* _QUOTED TEXT_
Skip to main content

What is Disaster Recovery?

Recovering from disasters, because life is inevitable

What is Disaster Recovery?

We all know what a disaster is: earthquakes, floods, fires, hurricanes, tornadoes, tsunamis, and so on. When disasters strike, we want to recover from them: rebuild the homes, replant the crops, and drain the fields.

To keep our legal eagles happy and avoid any misunderstandings, we state very clearly that this is not legal advice, and we are not advising you on how to prepare for hurricanes, earthquakes and other disasters.

The key to recovering from disasters is: have a plan.

Creating a plan

Your plan for each kind of disaster involves:

  1. Assessing the chances of it happening
  2. Understanding the impact if it does happen
  3. Preparing for how to recover from it, if it does happen

In some cases, you might simply accept the risk. For example, if you live in New York City, an area of solid bedrock, the risk of earthquake is so low that it might well not exist. On the other hand, if you live near the San Andreas Fault in California, ignoring earthquakes might not be the best policy. On the other hand, if you live in Florida, you might want to plan more for hurricanes and less for earthquakes.

* _REQUIRED ACTIONS_
- A) What does the disaster recovery page name as the key to recovering from disasters?
- B) Reproduce word for word the stretch of the disaster recovery page from "Your plan for" through "less for earthquakes.".

* _PROVIDED DATA_
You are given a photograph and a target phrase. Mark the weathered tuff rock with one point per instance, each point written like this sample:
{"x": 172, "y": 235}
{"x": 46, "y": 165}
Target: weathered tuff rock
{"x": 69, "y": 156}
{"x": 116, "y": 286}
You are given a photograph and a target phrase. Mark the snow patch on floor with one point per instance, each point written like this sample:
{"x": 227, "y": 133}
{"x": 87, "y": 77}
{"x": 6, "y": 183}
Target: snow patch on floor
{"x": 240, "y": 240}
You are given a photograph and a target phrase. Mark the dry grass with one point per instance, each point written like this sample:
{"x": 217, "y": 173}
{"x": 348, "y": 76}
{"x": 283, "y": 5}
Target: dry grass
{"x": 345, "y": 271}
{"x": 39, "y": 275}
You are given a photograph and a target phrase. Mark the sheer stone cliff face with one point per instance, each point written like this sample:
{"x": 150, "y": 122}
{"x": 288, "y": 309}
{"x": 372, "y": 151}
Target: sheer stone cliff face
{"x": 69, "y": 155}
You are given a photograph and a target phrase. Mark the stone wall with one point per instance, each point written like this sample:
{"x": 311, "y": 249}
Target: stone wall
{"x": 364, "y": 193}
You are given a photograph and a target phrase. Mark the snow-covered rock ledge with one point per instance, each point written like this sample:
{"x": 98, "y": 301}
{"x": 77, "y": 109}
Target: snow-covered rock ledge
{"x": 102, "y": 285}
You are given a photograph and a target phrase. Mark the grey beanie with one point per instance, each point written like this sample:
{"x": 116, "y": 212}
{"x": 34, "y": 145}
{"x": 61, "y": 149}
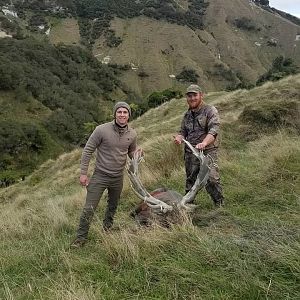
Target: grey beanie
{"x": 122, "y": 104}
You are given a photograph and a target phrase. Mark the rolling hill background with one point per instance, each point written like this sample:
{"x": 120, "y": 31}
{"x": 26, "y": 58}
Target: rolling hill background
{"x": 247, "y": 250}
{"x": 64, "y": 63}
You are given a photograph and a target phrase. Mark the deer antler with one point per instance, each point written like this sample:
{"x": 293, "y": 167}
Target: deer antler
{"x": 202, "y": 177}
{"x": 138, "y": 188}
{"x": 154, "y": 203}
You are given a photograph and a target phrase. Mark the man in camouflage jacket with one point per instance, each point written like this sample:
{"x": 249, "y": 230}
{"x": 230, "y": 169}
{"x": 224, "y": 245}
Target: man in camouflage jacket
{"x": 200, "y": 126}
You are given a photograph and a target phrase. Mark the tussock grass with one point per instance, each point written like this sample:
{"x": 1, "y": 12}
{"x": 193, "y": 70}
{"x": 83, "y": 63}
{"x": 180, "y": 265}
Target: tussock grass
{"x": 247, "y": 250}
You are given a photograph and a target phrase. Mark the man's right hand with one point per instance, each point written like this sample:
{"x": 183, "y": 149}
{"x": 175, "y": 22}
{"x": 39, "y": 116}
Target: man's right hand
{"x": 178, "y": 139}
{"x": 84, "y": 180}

* _TASK-BY-TASK SOLUTIONS_
- A) Having a plan.

- B)
Your plan for each kind of disaster involves:

  1. Assessing the chances of it happening
  2. Understanding the impact if it does happen
  3. Preparing for how to recover from it, if it does happen

In some cases, you might simply accept the risk. For example, if you live in New York City, an area of solid bedrock, the risk of earthquake is so low that it might well not exist. On the other hand, if you live near the San Andreas Fault in California, ignoring earthquakes might not be the best policy. On the other hand, if you live in Florida, you might want to plan more for hurricanes and less for earthquakes.